## 文書抜粋
━━━━━━━━
このため、例えば「A社で働いていたサラリーマンが、退職後にも在職中の被保険者証(保険証)を返還せずに使用して診療を受ける」という事例が少なからず生じています(1か月当たり30万―40万件)。これは「自分が加入していない医療保険等に費用を負担させる」こととなり、許されません(退職後は、別の医療保険(新たな勤め先の健康保険や、自営業や無職の場合には国民健康保険)に加入し、その医療保険を利用しなければならない)。
そこで、医療機関等を受診した際に、窓口で「当該患者が医療保険に適切に加入しているか」を確認することを目指し、オンライン資格確認等システムが導入されます。医療機関等の窓口で「患者がどの医療保険に加入しているのか」を瞬時に確認するもので、資格確認は例えば次のような流れで行われます。
▼患者が、健康保険被保険者証機能を持つ「マイナンバーカード」を医療機関等窓口でカードリーダーにかざす
↓
▼医療機関等のパソコン端末から、オンラインで社会保険診療報酬支払基金(支払基金)・国民健康保険中央会(国保中央会)のデータに「当該患者がどの医療保険(健康保険組合や国民健康保険など)に加入しているのか」を照会する
オンライン資格確認等システムが完全に稼働するためには、(1)すべての医療機関等においてカードリーダーシステムなどの環境整備を行う(2)すべての国民が健康保険被保険者証機能を持つマイナンバーカードを保有する―ことなどが必要となります。
しかし、(1)のカードリーダー申し込み状況を見ると「医療機関等全体の28.5%」にとどまり、(2)のマイナンバーカードの健康保険被保険者証利用申し込みは「マイナンバーカード保有者の7.8%」にとどまっています。現状では「3月下旬のスタート時点で、全国の医療機関等でオンライン資格確認等システムを利用できる」とは言い難く、佐野雅宏委員(健康保険組合連合会副会長)は「被保険者・被扶養者に対して『医療機関等受診の際には、既存の被保険者証(保険証)利用が確実である』と情報提供せざるを得ない。そこは国にも理解してもらいたい」と指摘しました。保険証を持たず、その代わりとしてマイナンバーカードを持って医療機関等を受診した際に「当院ではオンライン資格確認等システムにまだ対応していません。保険証がなければ保険診療は受けられません。今回は、かかった医療費の全額を自己負担してください」となることも考えられ、現場が混乱することを佐野委員は危惧しているのです。もちろん、この場合でも健康保険組合や協会けんぽなどに事後に申請することで、7-9割の医療費償還を受けることができますが、手続きの煩雑さは否めません。
この点、医療機関等サイドの準備が思うように進んでいない背景には、▼国による周知が不十分である▼医療機関等が様子見をしている▼システムベンダー等の見積もりが不明瞭である▼新型コロナウイルス感染症の影響が出ている―ことなどがあります。
━━━━━━━━
## 入力データ
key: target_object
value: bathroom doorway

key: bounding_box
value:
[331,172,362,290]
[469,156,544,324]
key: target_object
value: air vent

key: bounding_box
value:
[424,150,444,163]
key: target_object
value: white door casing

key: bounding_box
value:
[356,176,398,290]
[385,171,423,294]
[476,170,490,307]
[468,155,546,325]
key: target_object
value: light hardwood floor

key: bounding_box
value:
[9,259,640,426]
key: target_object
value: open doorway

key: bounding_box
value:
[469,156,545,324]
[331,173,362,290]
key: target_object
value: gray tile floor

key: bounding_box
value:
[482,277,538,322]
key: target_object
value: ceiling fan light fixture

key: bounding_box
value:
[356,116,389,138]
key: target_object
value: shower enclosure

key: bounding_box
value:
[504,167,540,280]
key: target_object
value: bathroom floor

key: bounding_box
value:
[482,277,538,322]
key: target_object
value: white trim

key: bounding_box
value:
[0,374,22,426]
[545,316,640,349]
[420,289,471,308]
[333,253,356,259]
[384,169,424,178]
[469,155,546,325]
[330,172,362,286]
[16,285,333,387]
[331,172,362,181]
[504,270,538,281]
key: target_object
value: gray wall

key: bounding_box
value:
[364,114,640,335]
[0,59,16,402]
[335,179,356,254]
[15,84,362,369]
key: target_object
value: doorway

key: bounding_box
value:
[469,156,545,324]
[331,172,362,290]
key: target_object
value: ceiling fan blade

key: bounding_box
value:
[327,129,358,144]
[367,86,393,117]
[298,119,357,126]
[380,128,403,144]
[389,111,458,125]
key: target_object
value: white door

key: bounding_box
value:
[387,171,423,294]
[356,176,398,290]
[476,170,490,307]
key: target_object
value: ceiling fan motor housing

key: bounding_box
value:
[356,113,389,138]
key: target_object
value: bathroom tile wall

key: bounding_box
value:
━━━━━━━━
## 課題の条件
文書抜粋が、医療機関等の準備が思うように進んでいない背景として挙げている事柄をすべて書き出せ。

## 課題の解答
- 国による周知が不十分である
- 医療機関等が様子見をしている
- システムベンダー等の見積もりが不明瞭である
- 新型コロナウイルス感染症の影響が出ている